**Work instructions**
Print nothing except the lines of the listing below from the line with "label the mossy bark, a point per instance." to the line with "label the brown dog, a point per instance.", each exactly as written, both ends included.
*** Entries provided Section Begins ***
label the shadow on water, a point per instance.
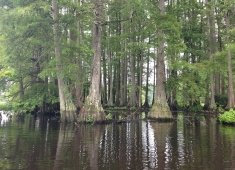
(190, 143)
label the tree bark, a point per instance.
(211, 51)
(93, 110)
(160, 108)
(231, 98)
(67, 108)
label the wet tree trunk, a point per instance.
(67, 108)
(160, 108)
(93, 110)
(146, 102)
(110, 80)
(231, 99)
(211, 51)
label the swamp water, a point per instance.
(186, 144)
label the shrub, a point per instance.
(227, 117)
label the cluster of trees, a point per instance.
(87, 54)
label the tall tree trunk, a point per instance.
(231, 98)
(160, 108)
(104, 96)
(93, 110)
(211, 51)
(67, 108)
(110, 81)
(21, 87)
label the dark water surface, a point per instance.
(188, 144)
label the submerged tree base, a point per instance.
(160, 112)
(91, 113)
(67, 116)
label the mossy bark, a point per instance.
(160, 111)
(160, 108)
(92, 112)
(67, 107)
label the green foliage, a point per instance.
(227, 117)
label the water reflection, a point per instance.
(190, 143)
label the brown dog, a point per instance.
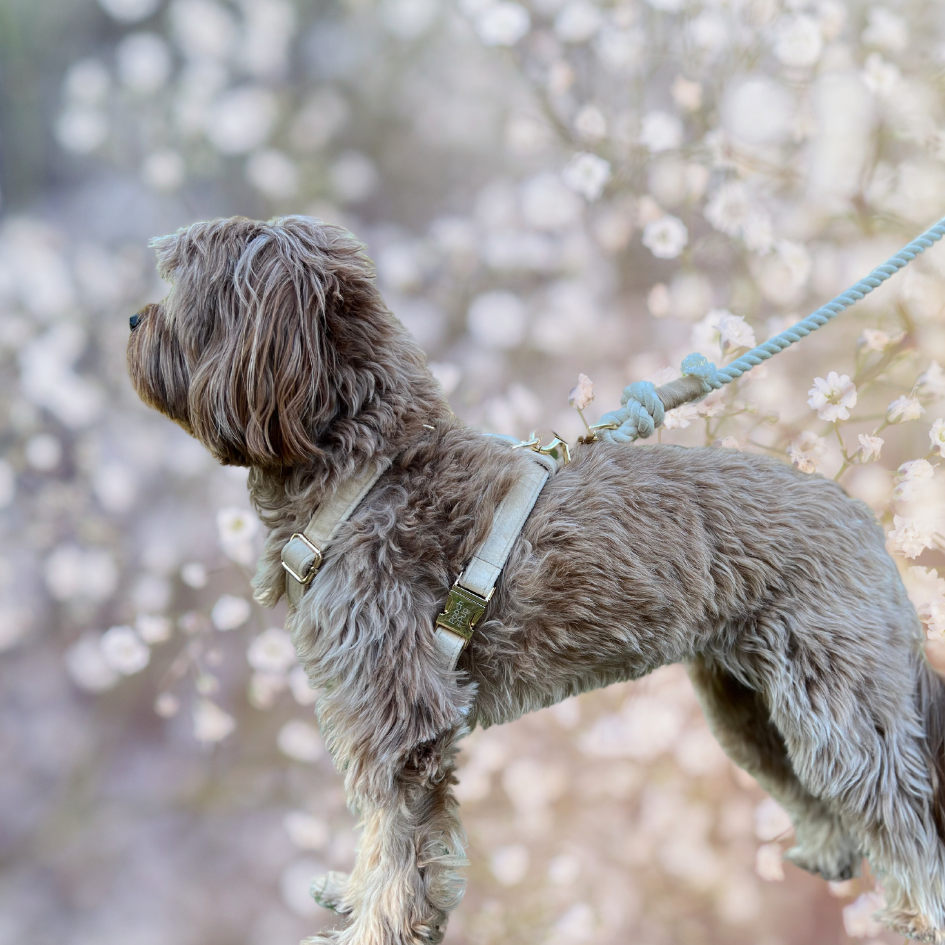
*** Entries provided Section Ends ***
*** Entries provided Section Begins ***
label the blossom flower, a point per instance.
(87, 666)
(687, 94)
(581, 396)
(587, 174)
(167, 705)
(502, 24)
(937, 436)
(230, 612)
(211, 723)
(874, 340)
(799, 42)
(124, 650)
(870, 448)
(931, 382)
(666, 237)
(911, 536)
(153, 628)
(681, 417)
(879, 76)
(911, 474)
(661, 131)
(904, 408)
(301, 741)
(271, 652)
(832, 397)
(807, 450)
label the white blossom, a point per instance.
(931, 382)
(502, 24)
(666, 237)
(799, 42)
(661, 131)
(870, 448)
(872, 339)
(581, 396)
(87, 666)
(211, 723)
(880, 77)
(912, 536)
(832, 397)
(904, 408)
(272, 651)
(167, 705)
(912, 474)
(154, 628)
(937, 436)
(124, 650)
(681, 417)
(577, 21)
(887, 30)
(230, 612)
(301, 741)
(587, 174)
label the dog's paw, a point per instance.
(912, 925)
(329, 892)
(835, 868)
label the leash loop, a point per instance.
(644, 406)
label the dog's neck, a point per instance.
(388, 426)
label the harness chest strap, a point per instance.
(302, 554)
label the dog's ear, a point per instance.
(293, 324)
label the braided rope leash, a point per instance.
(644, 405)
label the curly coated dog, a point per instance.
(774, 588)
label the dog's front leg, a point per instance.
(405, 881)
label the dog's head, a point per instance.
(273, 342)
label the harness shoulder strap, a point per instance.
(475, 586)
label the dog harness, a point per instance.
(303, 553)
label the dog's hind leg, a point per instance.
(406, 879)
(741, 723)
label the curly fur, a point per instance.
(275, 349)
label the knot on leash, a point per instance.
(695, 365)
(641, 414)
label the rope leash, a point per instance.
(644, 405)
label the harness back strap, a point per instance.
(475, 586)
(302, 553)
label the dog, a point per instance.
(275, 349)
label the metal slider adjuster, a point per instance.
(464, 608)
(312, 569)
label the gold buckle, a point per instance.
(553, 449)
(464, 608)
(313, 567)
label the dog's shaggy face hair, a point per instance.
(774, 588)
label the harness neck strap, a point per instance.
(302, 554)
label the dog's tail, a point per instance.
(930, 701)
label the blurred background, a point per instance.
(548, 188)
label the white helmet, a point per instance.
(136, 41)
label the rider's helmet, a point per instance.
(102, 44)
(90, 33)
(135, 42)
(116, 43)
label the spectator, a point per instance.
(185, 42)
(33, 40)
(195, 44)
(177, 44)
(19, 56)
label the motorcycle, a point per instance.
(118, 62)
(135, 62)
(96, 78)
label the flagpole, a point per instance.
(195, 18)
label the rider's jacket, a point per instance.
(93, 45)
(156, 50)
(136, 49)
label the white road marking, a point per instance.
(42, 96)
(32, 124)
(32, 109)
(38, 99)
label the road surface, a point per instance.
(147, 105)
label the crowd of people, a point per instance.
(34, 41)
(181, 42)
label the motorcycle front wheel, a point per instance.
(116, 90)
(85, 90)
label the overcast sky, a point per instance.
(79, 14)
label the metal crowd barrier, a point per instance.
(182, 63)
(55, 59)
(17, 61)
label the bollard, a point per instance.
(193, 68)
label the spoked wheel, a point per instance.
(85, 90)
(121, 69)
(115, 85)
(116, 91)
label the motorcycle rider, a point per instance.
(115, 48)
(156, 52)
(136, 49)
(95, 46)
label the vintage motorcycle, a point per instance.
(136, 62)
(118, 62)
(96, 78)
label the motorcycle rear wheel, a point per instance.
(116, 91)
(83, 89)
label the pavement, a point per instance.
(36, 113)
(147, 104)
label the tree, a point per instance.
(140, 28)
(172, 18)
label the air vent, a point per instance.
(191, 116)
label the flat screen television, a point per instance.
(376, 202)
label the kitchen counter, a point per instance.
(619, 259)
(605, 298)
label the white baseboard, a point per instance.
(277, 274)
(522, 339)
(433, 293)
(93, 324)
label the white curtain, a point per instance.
*** Entries provided Section Ends ***
*** Entries provided Section Begins ***
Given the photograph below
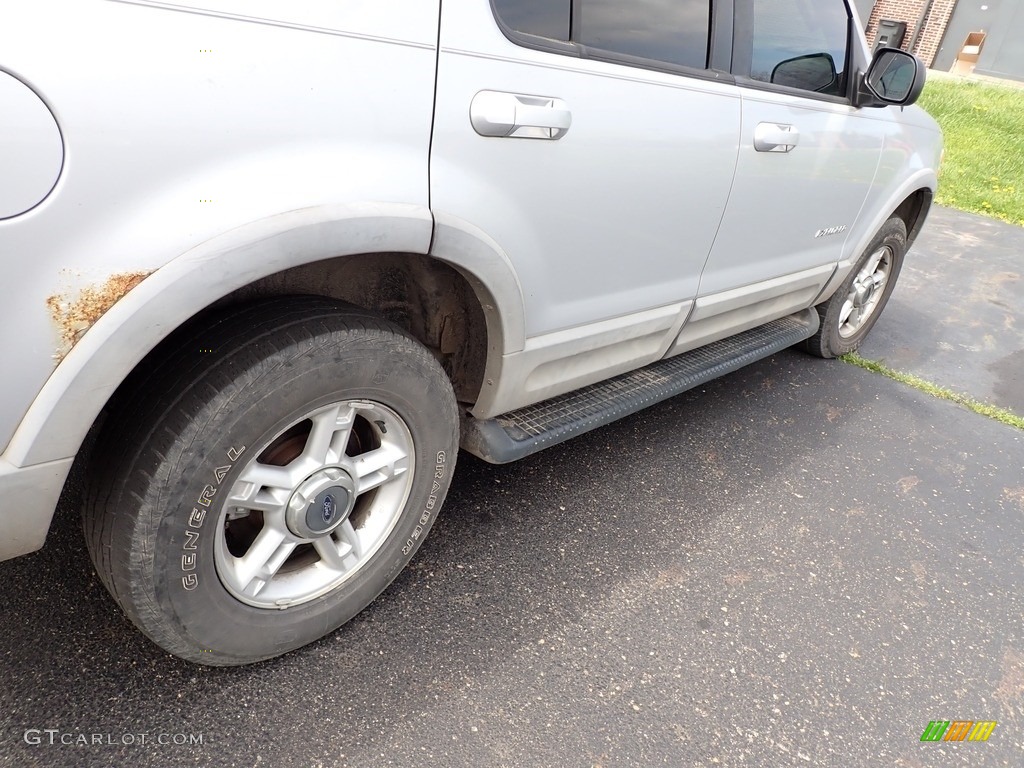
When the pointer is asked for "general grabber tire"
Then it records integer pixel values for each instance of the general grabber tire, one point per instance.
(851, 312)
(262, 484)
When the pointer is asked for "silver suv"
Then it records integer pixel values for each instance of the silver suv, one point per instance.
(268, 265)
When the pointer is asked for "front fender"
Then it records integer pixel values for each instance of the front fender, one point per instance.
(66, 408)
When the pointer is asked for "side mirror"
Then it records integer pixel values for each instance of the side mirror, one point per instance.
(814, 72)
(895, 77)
*** Entries provided Section Ends ***
**Response below**
label the mossy bark, a point per instance.
(160, 111)
(160, 108)
(92, 112)
(67, 107)
label the green foliage, a point per instance.
(227, 117)
label the water reflection, a point per instance.
(190, 143)
label the brown dog, a point per instance.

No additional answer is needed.